Task description
Return the data below word for word, starting at its first line and ending at the line that contains "box: [0, 394, 721, 503]".

Supplied records
Start of Block

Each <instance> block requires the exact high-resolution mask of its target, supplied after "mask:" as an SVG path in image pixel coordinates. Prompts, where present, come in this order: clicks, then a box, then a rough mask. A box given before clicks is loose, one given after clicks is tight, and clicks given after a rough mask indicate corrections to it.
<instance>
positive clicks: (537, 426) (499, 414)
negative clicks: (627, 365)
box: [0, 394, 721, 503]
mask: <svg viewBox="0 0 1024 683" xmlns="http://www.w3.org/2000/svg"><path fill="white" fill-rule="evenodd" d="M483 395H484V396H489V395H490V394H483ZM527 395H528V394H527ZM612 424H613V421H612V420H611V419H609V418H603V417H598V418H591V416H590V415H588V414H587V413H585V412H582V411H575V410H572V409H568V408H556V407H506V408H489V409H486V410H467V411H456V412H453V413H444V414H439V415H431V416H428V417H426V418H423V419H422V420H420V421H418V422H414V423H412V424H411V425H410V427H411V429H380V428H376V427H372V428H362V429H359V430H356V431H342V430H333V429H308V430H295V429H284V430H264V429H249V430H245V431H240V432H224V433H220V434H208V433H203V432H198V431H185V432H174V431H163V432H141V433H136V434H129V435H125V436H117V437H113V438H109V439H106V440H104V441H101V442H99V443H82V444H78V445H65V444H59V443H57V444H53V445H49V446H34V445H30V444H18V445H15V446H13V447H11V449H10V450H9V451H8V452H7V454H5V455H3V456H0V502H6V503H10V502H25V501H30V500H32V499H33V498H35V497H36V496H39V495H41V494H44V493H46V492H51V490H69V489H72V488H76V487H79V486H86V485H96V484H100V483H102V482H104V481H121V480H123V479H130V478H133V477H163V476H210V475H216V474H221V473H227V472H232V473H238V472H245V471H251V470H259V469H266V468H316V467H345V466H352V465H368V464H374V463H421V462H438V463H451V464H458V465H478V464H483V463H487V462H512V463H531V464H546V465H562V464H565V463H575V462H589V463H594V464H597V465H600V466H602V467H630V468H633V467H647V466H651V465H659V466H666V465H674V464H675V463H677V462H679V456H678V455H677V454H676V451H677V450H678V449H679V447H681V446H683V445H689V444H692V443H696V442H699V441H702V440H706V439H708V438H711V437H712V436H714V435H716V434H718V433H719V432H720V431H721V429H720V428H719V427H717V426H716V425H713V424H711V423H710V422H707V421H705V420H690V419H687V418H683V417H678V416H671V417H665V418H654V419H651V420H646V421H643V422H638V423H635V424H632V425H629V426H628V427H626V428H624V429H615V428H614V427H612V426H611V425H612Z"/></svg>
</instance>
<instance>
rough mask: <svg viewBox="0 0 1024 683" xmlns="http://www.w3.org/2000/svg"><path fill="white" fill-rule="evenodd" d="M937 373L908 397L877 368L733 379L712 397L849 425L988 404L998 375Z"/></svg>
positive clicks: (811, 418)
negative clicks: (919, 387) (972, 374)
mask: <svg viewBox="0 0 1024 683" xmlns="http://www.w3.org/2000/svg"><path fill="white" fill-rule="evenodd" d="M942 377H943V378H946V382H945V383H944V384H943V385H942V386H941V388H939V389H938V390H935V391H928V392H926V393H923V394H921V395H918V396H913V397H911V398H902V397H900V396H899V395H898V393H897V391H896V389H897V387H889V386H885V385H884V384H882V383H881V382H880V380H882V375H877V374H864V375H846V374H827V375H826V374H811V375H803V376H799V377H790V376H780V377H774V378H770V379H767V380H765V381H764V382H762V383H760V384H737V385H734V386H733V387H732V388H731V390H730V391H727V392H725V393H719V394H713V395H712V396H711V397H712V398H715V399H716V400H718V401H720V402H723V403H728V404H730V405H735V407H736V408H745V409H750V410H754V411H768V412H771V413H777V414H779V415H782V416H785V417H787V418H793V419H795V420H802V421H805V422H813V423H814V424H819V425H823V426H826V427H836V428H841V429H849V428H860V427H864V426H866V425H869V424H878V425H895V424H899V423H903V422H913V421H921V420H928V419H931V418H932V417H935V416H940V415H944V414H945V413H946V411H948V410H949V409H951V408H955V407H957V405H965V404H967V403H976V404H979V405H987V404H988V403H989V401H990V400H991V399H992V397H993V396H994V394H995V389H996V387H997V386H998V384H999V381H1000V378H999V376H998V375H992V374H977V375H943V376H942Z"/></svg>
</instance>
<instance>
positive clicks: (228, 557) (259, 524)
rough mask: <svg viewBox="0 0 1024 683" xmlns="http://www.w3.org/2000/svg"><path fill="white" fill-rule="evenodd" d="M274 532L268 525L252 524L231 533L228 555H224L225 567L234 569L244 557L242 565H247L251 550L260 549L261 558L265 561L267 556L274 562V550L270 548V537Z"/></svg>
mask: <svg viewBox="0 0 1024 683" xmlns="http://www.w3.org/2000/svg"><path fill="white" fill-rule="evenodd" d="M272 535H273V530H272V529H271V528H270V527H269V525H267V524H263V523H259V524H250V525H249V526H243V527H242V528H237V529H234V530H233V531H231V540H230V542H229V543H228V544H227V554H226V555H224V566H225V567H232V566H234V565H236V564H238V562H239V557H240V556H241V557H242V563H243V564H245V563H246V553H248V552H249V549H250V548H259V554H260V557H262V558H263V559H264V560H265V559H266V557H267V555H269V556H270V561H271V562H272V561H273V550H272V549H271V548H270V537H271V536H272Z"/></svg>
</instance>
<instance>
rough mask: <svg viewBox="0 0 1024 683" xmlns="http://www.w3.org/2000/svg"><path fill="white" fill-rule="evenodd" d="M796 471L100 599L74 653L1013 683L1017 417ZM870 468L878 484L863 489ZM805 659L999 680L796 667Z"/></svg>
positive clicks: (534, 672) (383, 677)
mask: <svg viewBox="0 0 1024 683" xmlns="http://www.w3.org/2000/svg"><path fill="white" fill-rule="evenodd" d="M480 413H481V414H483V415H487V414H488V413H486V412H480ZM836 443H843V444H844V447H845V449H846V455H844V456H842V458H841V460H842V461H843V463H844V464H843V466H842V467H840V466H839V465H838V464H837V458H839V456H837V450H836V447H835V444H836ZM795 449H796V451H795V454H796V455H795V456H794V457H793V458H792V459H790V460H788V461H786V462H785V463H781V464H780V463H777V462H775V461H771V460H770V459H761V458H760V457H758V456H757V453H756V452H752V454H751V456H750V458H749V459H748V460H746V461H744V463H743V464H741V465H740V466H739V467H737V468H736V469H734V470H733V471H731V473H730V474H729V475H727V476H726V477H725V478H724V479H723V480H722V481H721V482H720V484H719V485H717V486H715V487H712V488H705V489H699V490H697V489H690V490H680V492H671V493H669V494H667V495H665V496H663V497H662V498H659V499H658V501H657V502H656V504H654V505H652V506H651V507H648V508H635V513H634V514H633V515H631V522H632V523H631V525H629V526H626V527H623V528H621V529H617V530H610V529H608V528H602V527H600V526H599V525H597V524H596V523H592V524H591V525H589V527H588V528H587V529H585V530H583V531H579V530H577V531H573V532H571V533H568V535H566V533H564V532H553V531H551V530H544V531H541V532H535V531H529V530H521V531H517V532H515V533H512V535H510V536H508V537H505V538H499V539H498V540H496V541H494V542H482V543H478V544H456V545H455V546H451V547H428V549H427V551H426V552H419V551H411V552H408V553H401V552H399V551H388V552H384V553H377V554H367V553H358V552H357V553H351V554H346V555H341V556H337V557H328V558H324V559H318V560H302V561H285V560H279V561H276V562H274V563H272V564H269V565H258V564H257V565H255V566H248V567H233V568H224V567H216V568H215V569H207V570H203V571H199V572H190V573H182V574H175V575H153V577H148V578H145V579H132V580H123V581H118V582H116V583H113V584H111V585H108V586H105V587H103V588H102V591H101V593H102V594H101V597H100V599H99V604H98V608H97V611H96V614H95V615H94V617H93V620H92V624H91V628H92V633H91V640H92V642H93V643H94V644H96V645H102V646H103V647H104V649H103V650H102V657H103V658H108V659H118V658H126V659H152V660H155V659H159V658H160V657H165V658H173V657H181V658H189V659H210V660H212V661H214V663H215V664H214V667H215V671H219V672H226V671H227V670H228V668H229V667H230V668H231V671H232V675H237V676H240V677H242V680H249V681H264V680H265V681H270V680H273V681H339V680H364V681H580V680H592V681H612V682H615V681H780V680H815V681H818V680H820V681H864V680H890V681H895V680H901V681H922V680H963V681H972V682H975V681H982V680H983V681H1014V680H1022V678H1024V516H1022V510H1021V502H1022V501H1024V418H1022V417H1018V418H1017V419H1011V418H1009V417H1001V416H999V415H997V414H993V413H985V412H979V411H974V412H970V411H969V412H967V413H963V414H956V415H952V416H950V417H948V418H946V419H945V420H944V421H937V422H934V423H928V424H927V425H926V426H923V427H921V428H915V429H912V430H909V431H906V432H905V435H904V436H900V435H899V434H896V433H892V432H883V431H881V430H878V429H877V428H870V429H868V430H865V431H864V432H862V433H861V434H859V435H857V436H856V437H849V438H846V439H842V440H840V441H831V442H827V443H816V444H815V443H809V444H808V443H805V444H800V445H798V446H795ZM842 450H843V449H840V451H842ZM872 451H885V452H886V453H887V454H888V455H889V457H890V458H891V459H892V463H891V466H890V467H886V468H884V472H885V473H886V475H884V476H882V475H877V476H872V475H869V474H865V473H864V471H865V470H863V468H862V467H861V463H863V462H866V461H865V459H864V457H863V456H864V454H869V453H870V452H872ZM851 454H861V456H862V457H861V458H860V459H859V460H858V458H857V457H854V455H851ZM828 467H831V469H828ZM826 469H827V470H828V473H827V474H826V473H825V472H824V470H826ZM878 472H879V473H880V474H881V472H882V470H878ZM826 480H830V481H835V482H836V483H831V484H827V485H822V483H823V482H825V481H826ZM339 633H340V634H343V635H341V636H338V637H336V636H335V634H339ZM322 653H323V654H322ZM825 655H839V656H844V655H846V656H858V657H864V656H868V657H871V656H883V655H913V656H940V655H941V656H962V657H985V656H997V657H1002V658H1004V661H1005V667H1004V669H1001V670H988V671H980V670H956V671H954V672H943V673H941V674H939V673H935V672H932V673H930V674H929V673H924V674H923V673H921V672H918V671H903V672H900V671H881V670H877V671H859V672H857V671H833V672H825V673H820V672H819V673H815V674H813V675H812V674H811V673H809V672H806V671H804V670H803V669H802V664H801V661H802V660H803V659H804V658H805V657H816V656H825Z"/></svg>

End of Block

Result for this task
Each <instance> block requires the exact high-resolution mask of its target, supplied after "mask:" as an SVG path in image pixel coordinates. Prompts, where present, come in this order: clicks, then a box, then a rough mask. A box given before clicks is loose, one given after clicks is tight, and clicks given after a rough mask indicate corrections to it.
<instance>
positive clicks: (537, 426) (499, 414)
negative clicks: (627, 365)
box: [0, 394, 721, 503]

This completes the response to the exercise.